[[ Selected passage open ]]

For part I, see De-identifying Data for Confidentiality - Part I
De-identifying Field Data
In certain instances, simply randomizing records is not sufficient. Certain field values have inherent information regardless of the record that holds them. Phone numbers, social security number, patient numbers, and the like all contain information all by themselves that may breach confidentiality. HIPAA regulations in particular are very strict about displaying any data that could identify a patient.
So to further mask your data, it may be necessary to scramble character data with in the field itself. Now, it doesn't make sense to randomize some types of fields. Name and address fields in particular will look strange if randomized in this way.
CustomerID | CustomerNumber | FirstName | LastName |
1 | 0A30 | Rgroe | arConsl |
2 | 450A | aSm | rianMt |
3 | 14A0 | aharS | ltnrSadueh |
Not only does it look strange, the capitalization of the names makes it fairly easy to re-identify the field values. So this function needs to be used with some discretion. It is best used with character data that is composed of numbers.
A further complication is that sometimes character data uses an input mask that displays characters that may either be stored or not. For instance, when you see a social security number in a field 111-22-3333, you don't really know if the number was stored as displayed or stored as 111223333. If the dashes are stored, the number might be randomized as 2-33311-13. So any function that randomizes character data must take these complications into account.
Overview of the Process
This process is similar to the record randomization process, but it only works on character data. Instead of creating a temporary table that holds all the records, we'll create two temporary string variables, one to hold value of the field we want to randomize and another to hold the randomized value. Then we'll grab random characters from the Source string and append them one at time into the Target string. We'll start at the top record of the main table, randomize the character string, write it back into the record, then proceed through the entire table until all values of the field have been randomized.

[[ Selected passage closed ]]

Assigned task A — According to the de-identification article, what kind of character data is the field-randomizing function best used with?
Assigned task B — Extend the de-identification article onward from its final sentence.
The items after the de-identification article are separate material and have no connection to it.

[[ Data records open ]]

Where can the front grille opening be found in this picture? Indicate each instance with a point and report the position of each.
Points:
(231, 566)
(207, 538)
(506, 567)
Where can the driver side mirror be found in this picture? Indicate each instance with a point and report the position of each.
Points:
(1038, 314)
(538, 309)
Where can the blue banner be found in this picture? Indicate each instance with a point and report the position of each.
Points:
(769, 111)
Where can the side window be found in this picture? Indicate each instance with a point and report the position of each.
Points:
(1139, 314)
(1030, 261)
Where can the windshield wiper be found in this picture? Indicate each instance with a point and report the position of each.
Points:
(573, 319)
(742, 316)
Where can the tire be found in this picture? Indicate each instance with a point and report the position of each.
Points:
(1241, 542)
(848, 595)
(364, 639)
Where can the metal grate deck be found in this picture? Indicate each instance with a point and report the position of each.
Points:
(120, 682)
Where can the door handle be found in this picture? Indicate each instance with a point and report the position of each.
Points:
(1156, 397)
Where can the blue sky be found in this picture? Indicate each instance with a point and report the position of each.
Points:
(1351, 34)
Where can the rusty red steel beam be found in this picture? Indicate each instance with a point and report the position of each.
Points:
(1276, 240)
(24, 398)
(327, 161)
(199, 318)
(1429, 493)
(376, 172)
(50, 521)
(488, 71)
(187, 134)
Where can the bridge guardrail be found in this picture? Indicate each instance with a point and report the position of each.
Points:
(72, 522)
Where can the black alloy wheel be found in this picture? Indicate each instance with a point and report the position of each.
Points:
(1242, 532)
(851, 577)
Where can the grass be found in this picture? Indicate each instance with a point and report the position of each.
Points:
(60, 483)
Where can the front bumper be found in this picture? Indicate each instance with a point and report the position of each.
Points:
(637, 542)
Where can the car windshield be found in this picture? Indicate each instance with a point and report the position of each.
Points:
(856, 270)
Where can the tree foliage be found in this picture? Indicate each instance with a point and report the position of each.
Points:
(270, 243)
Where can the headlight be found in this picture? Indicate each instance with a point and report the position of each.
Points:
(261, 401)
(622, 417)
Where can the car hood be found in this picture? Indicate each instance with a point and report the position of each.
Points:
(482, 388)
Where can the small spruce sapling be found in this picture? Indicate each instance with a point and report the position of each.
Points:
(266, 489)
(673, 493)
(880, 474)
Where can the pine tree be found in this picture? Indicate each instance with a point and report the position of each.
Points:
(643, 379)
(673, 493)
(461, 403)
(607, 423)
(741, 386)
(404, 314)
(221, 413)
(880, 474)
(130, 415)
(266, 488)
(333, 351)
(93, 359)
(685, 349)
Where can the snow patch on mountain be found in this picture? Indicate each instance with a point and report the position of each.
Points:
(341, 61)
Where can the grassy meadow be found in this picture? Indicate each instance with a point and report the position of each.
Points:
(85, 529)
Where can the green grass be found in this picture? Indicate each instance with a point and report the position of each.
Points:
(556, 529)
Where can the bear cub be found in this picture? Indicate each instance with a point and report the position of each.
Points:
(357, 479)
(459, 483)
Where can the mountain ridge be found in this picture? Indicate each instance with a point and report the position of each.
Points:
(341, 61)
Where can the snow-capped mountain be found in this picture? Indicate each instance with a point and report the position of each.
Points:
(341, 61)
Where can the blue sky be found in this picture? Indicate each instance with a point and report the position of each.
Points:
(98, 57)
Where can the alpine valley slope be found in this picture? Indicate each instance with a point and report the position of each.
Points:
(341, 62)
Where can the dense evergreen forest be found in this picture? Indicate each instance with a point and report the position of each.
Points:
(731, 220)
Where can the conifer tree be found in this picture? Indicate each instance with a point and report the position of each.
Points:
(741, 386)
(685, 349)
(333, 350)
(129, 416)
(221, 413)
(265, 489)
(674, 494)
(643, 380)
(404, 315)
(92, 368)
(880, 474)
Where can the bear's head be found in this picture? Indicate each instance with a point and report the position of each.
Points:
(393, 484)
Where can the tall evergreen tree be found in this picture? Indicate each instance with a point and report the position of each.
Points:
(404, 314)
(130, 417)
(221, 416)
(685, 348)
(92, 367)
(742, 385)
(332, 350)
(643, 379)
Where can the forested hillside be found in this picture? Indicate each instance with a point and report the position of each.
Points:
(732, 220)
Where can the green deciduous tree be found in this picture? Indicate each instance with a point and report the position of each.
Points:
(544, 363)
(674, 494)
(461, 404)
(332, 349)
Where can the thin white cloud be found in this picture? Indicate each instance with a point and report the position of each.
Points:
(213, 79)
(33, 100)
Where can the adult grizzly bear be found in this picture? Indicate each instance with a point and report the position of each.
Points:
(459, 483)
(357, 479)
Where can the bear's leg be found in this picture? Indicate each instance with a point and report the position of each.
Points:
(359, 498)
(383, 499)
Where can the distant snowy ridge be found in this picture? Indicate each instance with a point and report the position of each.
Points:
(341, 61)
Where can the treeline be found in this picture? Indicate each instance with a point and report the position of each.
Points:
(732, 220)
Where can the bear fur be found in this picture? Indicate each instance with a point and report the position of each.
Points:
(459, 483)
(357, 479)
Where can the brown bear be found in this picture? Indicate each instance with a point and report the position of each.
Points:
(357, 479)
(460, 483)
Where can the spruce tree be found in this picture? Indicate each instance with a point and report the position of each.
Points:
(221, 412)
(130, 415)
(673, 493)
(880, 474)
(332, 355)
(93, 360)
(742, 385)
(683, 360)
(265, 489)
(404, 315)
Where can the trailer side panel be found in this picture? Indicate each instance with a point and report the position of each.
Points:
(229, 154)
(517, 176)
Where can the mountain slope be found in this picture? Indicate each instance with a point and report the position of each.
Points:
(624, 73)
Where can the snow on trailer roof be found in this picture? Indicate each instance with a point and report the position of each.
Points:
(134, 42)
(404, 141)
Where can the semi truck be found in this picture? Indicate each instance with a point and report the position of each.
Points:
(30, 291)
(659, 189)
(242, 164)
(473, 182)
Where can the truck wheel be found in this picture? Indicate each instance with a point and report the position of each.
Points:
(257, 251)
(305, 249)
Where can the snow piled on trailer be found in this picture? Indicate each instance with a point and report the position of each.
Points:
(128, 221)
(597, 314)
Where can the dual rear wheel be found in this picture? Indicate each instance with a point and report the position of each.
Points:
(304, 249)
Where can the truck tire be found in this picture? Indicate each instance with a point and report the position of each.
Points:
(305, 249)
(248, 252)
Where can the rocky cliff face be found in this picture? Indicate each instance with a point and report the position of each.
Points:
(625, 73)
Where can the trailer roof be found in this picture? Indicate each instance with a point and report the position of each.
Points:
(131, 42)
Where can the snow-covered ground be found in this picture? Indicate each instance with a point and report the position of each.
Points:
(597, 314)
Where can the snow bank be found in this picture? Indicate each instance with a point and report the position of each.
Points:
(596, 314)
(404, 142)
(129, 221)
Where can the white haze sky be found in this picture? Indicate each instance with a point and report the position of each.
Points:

[[ Data records closed ]]

Answer box A — Character data that is composed of numbers.

Answer box B —
Unlike the record randomization process, this process will work on fields with Unique Indexes and Primary Keys. In fact, if a field has a unique index, you should not remove it. It is entirely possible to create duplicate records at random, so I will include error trapping to identify duplicate records. If one is discovered, it will randomize the string again until it creates a non-duplicate field value.
While this process will work on a Primary Key field, you should be careful. If this field participates in a Relationship, you will lose relational integrity. That is, the values in the primary key will no longer match values in the foreign key of the related table. If you do this, you should make certain your relationships have Cascade Updates property set to Yes.
This is not an issue, however, if your Primary Key is an Autonumber field for two reasons. One, an Autonumber is a long integer rather than character data, and secondly, you cannot change the value of an Autonumber.
Randomizing Character Fields
Sub RandomizeCharacterField _
(TableName As String, _
FieldName As String, _
FieldFormat As Variant)
'***This subroutine randomizes the characters of the
' indicated field in the selected table. It requires
' a Reference to Microsoft DAO 3.6 Object Library
On Error GoTo Err_RandomizeCharacterField
Dim db As DAO.Database
Dim rsTableName As DAO.Recordset
Dim i As Integer, StrLen As Integer
Dim strSource As String
Dim strTarget As String
Dim LeftSource As String
'*** used with the RND() function to return a random number
Randomize
'*** open the database
Set db = CurrentDb
'*** open the source table (tblRandom)
Set rsTableName = db.OpenRecordset(TableName)
'*** If the field format is Null, set it to the empty string
FieldFormat = Nz(FieldFormat, "")
'Loop thru the table, starting with the first record
Do Until rsTableName.EOF
'return label: used if a duplicate is produced
ReRandomize:
'*** set temp string to the field value
' and set receiving string to the empty string
strSource = rsTableName(FieldName)
strTarget = ""
'*** Repeat loop until all characters have been
' removed from temp string
Do While Len(strSource) > 0
StrLen = Len(rsTableName(FieldName))
'*** select a character position at random
If StrLen <> 1 Then
i = Int((StrLen - 1) * Rnd + 1)
End If
'*** grab the selected character and append
' it to the target string
If InStr(FieldFormat, Mid(strSource, i, 1)) = 0 Then
strTarget = strTarget & Mid(strSource, i, 1)
End If
'*** delete the selected character from the Source String
strSource = Left(strSource, i - 1) & _
Mid(strSource, i + 1)
Loop
'*** when the Target String is complete, write it back to
'*** the original table
rsTableName.Edit
'*** apply the appropriate format to the string
rsTableName(FieldName) = Format(strTarget, FieldFormat)
rsTableName.Update
'*** proceed to the next record
rsTableName.MoveNext
Loop
MsgBox "Field: " & FieldName & " from Table: " & _
cboTable & " has been character scrambled."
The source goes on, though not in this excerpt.